Start of TEXT EXCERPT

The T2091 is part of the completed tax return, and it has an area for signature & date, but of course so does page 4 of the tax return and it doesn't get signed and sent in anymore when Netfiling either.
When I search CRA and Turbotax resources I can't find anything definitive about needing to send the T2091 seperately. We haven't sent it in (yet) for the return I referred to, but he NOA will be available to me on-line tomorrow and I'll see if it says anything on it.


----------



## OptsyEagle (Nov 29, 2009)

If it doesn't print out for paper returns, I assume it doesn't netfile either. Perhaps I am wrong, but I doubt it. Try to print out a copy of the tax return in pdf and see if you can find it. My bet is you won't, but let us know if I am wrong.


----------



## OnlyMyOpinion (Sep 1, 2013)

OptsyEagle said:


> If it doesn't print out for paper returns, I assume it doesn't netfile either. Perhaps I am wrong, but I doubt it. Try to print out a copy of the tax return in pdf and see if you can find it. My bet is you won't, but let us know if I am wrong.


The T2091 form and Principal residence work sheets (PRWS) do print out in the saved pdf copy. 
With TurboTax, during the process of Netfilng it asks if you want to save the return and if you want to save a pdf copy (or print). Before you print a window pops up saying 'you have unused forms open, do you want to close them before printing', I always say 'yes', then it prints out the return and all schedules with a large letter notation across each sheet 'Duplicate do not send by mail'. The T2091 and PRWS are among them.

CRA My Account says the refund will be deposited tomorrow and the NOA posted. I'll provide an update later tomorrow as to whether the NOA says anything.

End of TEXT EXCERPT
Start of DATA EXCERPT

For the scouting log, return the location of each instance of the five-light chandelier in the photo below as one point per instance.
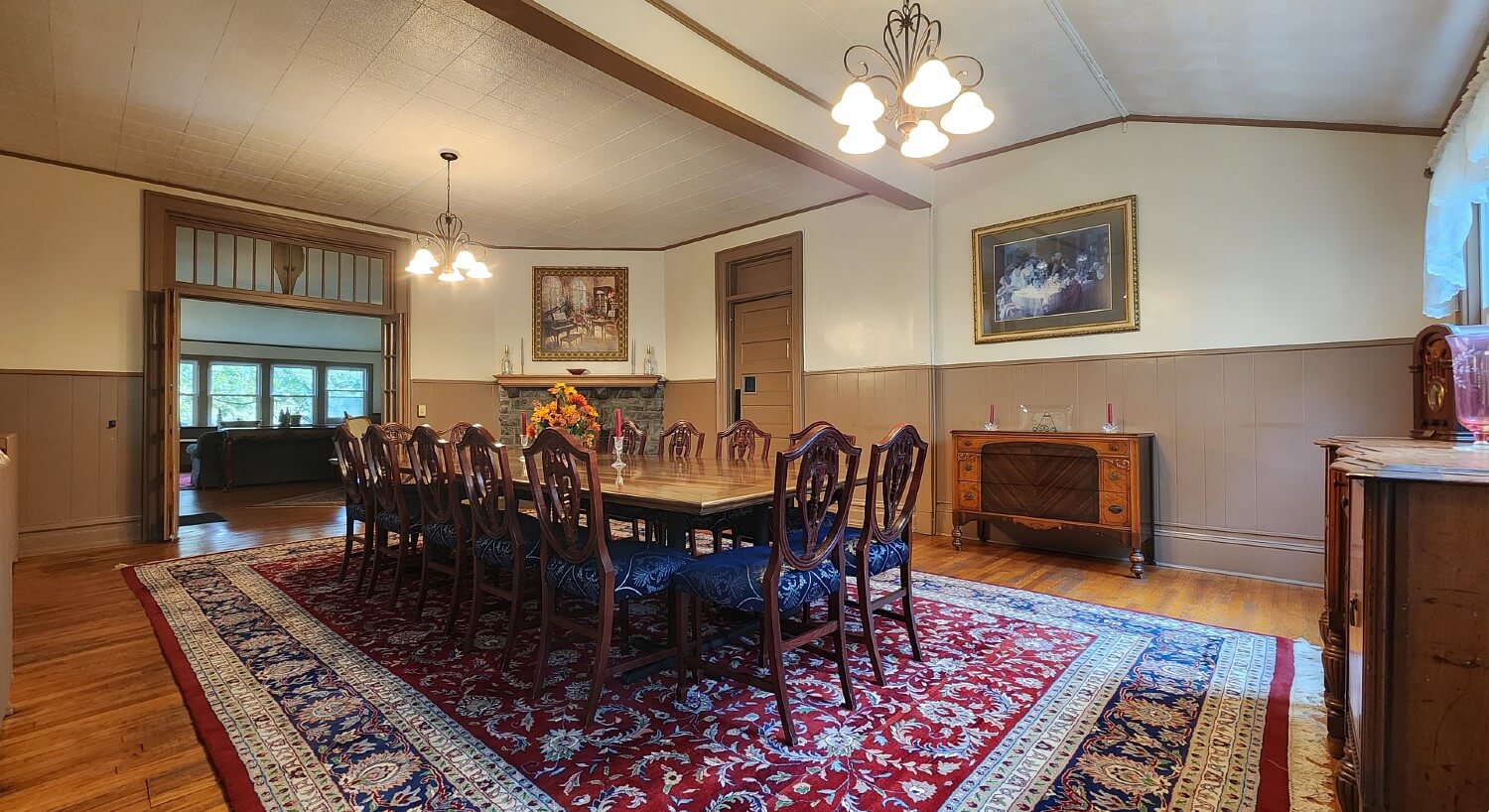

End of DATA EXCERPT

- TASKS TO PERFORM:
a) In the forum thread on the T2091 form, rewrite the paragraph beginning "With TurboTax, during the process" as a short bulleted list that keeps its main facts.
b) Carry the forum thread on the T2091 form forward, beginning after its final sentence.

- FINAL ANSWERS:
a)
- During Netfiling, TurboTax asks whether to save the return and whether to save a PDF copy or print it.
- Before printing, a window asks whether to close unused open forms, and the writer always answers yes.
- The printout contains the return and all schedules, each sheet marked in large letters "Duplicate do not send by mail."
- The T2091 and the principal residence worksheets are among the printed sheets.

b)
Incidently, the other tax return I noted earlier where the house has 100% capital gains prints out a return with no T2091, and a PRWS that is essentially blank except for 'is disposition as a consequence of death' (X no), and 'are you electing out of the automatic rollover on disposition to a spouse (X no). 
But Area 4 of Schedule 3 is completed showing the gain (more like 'pain') so the CRA will be getting their pound of flesh and should be happy.

Makes me glad we unloaded our RE holdings. Simple gets better with age.


----------



## OptsyEagle (Nov 29, 2009)

Maybe it is just a studiotax issue. T2091 does not print out on the long copy or the short form copy that goes to CRA. It needs to be printed separately. I assumed that it won't netfile either but who knows. Better they get them twice then not at all.

I did think it was enormously stupid of the tax software preparers to have it filled out like all other forms on a tax return, but not to have it print out with them, without any warning or information pertaining to the issue.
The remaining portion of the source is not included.